**Assignment**
Return each line of the data that follows exactly as it reads.

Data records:
┄┄┄┄┄┄┄┄┄┄
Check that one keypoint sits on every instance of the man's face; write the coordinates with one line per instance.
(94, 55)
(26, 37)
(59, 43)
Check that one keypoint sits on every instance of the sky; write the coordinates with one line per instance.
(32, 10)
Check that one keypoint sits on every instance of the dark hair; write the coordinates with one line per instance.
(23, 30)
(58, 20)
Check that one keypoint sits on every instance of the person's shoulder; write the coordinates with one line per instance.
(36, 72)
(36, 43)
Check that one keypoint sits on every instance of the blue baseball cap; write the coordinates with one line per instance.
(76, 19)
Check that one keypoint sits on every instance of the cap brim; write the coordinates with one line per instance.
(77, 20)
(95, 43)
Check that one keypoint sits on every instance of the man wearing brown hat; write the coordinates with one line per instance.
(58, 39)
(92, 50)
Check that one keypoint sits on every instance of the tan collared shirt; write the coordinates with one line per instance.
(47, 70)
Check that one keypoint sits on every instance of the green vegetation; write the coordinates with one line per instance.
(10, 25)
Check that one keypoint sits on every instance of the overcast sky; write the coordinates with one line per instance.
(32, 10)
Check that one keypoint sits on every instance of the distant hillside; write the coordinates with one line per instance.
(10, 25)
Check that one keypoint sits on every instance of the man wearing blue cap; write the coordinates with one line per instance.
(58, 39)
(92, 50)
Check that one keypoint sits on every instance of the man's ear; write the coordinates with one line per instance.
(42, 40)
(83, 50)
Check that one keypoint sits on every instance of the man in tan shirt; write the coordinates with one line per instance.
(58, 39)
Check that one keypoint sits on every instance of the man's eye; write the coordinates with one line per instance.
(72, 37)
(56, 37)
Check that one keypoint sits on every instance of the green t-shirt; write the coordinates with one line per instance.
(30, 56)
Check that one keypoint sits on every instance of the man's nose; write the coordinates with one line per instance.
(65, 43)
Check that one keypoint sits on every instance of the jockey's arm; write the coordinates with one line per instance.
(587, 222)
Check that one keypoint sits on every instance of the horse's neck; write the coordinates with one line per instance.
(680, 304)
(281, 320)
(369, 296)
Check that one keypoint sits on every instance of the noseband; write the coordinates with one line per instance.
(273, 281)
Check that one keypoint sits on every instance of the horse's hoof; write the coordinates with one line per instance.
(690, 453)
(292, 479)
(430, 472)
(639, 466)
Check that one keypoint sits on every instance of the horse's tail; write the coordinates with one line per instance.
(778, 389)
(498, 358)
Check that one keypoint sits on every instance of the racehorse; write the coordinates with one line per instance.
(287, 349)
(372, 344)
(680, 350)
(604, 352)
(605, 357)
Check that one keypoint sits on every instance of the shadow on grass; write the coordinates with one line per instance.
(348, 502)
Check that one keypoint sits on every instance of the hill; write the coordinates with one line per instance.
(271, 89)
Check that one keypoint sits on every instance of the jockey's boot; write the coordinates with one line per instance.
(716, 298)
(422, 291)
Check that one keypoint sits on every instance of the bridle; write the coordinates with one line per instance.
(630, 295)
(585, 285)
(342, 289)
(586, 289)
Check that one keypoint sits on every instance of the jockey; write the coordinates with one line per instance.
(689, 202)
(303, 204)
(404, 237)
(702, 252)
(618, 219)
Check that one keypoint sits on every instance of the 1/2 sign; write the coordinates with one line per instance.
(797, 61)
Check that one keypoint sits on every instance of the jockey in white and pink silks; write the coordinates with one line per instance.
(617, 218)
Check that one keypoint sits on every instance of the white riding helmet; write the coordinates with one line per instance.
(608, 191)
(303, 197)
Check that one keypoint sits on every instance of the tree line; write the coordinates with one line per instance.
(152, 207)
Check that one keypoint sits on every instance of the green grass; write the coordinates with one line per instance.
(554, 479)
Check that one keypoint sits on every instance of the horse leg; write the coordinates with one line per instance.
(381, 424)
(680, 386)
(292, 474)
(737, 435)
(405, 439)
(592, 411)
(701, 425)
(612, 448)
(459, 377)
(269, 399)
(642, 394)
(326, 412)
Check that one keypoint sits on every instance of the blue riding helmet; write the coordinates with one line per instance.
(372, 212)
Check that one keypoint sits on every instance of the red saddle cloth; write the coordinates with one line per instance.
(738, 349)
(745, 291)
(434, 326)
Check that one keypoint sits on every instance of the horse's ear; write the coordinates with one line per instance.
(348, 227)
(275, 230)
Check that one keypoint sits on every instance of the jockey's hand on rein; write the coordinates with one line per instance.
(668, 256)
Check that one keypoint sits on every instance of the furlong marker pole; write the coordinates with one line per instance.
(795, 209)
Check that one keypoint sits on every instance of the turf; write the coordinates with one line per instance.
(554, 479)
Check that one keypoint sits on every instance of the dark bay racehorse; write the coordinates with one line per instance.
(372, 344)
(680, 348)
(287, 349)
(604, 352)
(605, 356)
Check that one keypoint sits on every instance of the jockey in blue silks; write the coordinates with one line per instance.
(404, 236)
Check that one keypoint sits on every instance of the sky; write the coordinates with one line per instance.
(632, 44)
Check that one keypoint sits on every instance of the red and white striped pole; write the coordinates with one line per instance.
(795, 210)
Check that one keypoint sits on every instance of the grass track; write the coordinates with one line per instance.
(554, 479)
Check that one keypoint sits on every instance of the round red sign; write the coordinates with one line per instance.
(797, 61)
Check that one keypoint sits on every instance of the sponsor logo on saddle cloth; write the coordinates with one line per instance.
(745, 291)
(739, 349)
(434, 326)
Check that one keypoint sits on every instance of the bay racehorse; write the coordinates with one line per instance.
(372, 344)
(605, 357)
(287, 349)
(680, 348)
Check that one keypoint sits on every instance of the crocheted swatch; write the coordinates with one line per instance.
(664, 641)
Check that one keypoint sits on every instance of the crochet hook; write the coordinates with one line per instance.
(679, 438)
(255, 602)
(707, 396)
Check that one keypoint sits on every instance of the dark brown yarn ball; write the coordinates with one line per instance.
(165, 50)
┄┄┄┄┄┄┄┄┄┄
**Result**
Check that one keypoint sits on every instance of the man's face; write the coordinates with one line per instance.
(94, 55)
(26, 37)
(59, 43)
Check that one keypoint sits on every instance of the sky; write the coordinates with one line per instance.
(32, 10)
Check that one keypoint sits on every instance of the dark hair; write the coordinates with one line per instance.
(23, 30)
(58, 20)
Check that one keypoint sits on every instance of the person's shoulder; write the coordinates with one line per instance.
(36, 72)
(36, 43)
Check that one keypoint sits on every instance of the blue baseball cap; write the coordinates with one line per instance.
(76, 19)
Check that one keypoint sits on every instance of the cap brim; write the coordinates with one line per instance.
(77, 20)
(95, 43)
Check that one keypoint sits on every instance of the man wearing brown hat; write the coordinates with one line per instance.
(58, 39)
(92, 50)
Check that one keypoint sits on every instance of the tan collared shirt; write the coordinates with one line per instance.
(47, 70)
Check that one keypoint sits on every instance of the green vegetation; write the coordinates with one line per instance.
(10, 25)
Check that one keypoint sits on every instance of the overcast sky; write the coordinates with one line per instance.
(32, 10)
Check that one keypoint sits on every instance of the distant hillside; write the coordinates with one line per instance.
(10, 25)
Check that one keypoint sits on every instance of the man wearing blue cap; write the coordinates with one line per instance.
(58, 39)
(92, 50)
Check that one keypoint sits on every instance of the man's ear; write the coordinates with one line per instance.
(42, 40)
(83, 50)
Check that one keypoint sits on every instance of the man in tan shirt; write the coordinates with one line per instance.
(58, 39)
Check that one keypoint sits on every instance of the man's eye; write the coordinates with one line per instance.
(72, 37)
(56, 37)
Check that one keypoint sits on every instance of the green t-shirt; write the coordinates with one line per instance.
(30, 56)
Check that one keypoint sits on every instance of the man's nose; write the coordinates with one line per instance.
(65, 43)
Check that one keypoint sits on every instance of the jockey's arm; write the coordinates with one line per instance.
(587, 222)
Check that one keypoint sits on every instance of the horse's neck; write the coordinates with one line per instance.
(680, 304)
(281, 320)
(369, 296)
Check that one keypoint sits on every instance of the noseband; write the coordinates with one line per instance.
(273, 281)
Check that one keypoint sits on every instance of the horse's hoof; write the coordinates with one line per instance.
(690, 453)
(292, 479)
(430, 472)
(639, 466)
Check that one keypoint sits on every instance of the horse's tail; write the coordinates with one line per instance.
(778, 389)
(498, 358)
Check that one keypoint sits on every instance of the racehorse; write the coordinates with one line per instance.
(287, 349)
(372, 344)
(680, 350)
(604, 352)
(605, 357)
Check that one keypoint sits on every instance of the shadow on grass; write the coordinates with one line per instance.
(348, 502)
Check that one keypoint sits on every instance of the hill; write the coordinates with one line per instance.
(271, 89)
Check that one keypoint sits on every instance of the jockey's boot; write the coordinates with one line per instance.
(716, 298)
(422, 291)
Check that one keypoint sits on every instance of the bridle; write the coordinates with one line per instance.
(630, 295)
(585, 285)
(342, 289)
(586, 289)
Check that one keypoint sits on every instance of the jockey; write the coordinates with one line per instance.
(689, 202)
(303, 204)
(404, 237)
(702, 252)
(618, 219)
Check that one keypoint sits on every instance of the 1/2 sign; write the coordinates with one line per instance.
(797, 61)
Check that one keypoint sits on every instance of the jockey in white and pink silks; write the coordinates with one line per instance.
(617, 218)
Check that one keypoint sits on every instance of the white riding helmet; write the coordinates with one line per instance.
(608, 191)
(303, 197)
Check that one keypoint sits on every instance of the tree line; write the coordinates with one line per instance.
(152, 207)
Check that one keypoint sits on every instance of the green grass; write the coordinates with one line per instance.
(554, 479)
Check that one keypoint sits on every instance of the horse leg; write the coordinates with one line per instance.
(381, 424)
(680, 386)
(292, 474)
(737, 435)
(405, 439)
(592, 411)
(701, 425)
(612, 448)
(459, 377)
(269, 399)
(642, 394)
(326, 412)
Check that one keypoint sits on every instance of the blue riding helmet; write the coordinates with one line per instance.
(372, 212)
Check that one keypoint sits on every instance of the red saddle cloth; write the coordinates with one line per instance.
(738, 349)
(745, 291)
(434, 326)
Check that one keypoint sits on every instance of the horse's ear; write the coordinates with one line per instance.
(348, 227)
(275, 230)
Check that one keypoint sits on every instance of the jockey's hand on rein; write the coordinates with one line per instance.
(668, 256)
Check that one keypoint sits on every instance of the furlong marker pole; write the coordinates with one line per instance.
(795, 209)
Check that one keypoint sits on every instance of the turf; write the coordinates with one line per instance.
(554, 479)
Check that one keypoint sits on every instance of the dark bay racehorse; write the coordinates with one line per instance.
(372, 344)
(680, 348)
(287, 349)
(604, 352)
(605, 356)
Check that one keypoint sits on every instance of the jockey in blue silks; write the coordinates with one line per instance.
(404, 236)
Check that one keypoint sits on every instance of the sky; write the coordinates with one line per instance.
(632, 44)
Check that one keypoint sits on every instance of the red and white striped pole; write the coordinates with one line per instance.
(795, 210)
Check that one keypoint sits on every instance of the grass track; write the coordinates with one line per instance.
(554, 479)
Check that one keypoint sits on every instance of the round red sign; write the coordinates with one line per instance.
(797, 61)
Check that one keypoint sits on every instance of the sponsor logo on saddle cloth; write the coordinates with one line per instance.
(745, 291)
(739, 349)
(434, 326)
Check that one keypoint sits on every instance of the bay racehorse; write the coordinates with one line per instance.
(372, 344)
(605, 357)
(287, 349)
(680, 348)
Check that one keypoint sits on every instance of the crocheted swatch; write the coordinates with one line per instance.
(664, 641)
Check that one keypoint sits on every instance of the crochet hook; write the coordinates with one line per instance.
(679, 438)
(255, 602)
(707, 396)
Check that one keypoint sits on every instance of the dark brown yarn ball; write the coordinates with one line per instance.
(165, 50)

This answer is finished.